- **Requirement**: Please copy the records below word for word, every line included.

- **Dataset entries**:

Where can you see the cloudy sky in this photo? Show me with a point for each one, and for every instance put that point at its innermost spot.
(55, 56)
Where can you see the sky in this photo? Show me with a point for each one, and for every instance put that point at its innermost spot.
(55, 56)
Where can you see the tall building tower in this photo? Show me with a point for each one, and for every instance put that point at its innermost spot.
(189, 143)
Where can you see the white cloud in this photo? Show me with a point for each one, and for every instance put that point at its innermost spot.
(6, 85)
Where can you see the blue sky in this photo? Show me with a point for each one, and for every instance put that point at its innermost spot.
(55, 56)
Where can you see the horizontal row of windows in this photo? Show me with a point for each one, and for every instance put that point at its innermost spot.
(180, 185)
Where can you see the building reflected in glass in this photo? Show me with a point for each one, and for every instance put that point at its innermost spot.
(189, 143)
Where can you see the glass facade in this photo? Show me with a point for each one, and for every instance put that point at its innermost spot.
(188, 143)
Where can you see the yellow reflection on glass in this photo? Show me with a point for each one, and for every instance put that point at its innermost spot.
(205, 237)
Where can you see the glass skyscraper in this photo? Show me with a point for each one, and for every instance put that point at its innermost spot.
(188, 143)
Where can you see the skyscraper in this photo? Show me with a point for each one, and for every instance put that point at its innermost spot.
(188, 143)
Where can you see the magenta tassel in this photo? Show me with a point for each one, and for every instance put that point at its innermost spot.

- **The completed task**:
Where can you see the cloudy sky in this photo? Show me with a point for each one, and for every instance put that point at its innermost spot.
(55, 56)
Where can you see the sky in this photo? Show me with a point for each one, and for every instance put that point at its innermost spot.
(55, 56)
Where can you see the tall building tower in this photo? Show me with a point for each one, and for every instance put that point at its innermost spot.
(189, 143)
Where can you see the white cloud in this photo? Show me with a point for each one, and for every instance put that point at its innermost spot.
(6, 85)
Where can you see the blue sky in this photo? Show me with a point for each one, and for every instance put that point at its innermost spot.
(55, 56)
Where can you see the horizontal row of windows in this photo? Show me with a point for each one, and for every instance put that point at its innermost spot.
(180, 185)
Where can you see the building reflected in glass in this photo? Show me with a point for each one, and for every instance put that point at its innermost spot.
(189, 143)
Where can you see the glass facade in this photo? Show me with a point for each one, and for every instance put that point at its innermost spot.
(188, 143)
Where can you see the yellow reflection on glass in this photo? Show me with a point for each one, and for every instance put that point at its innermost spot.
(205, 237)
Where can you see the glass skyscraper in this photo? Show me with a point for each one, and for every instance put that point at its innermost spot.
(188, 143)
Where can you see the skyscraper in this photo? Show me with a point for each one, and for every instance put that point at its innermost spot.
(188, 143)
Where can you see the magenta tassel in this photo? Show me with a point for each one, and for every instance put that point at its innermost spot.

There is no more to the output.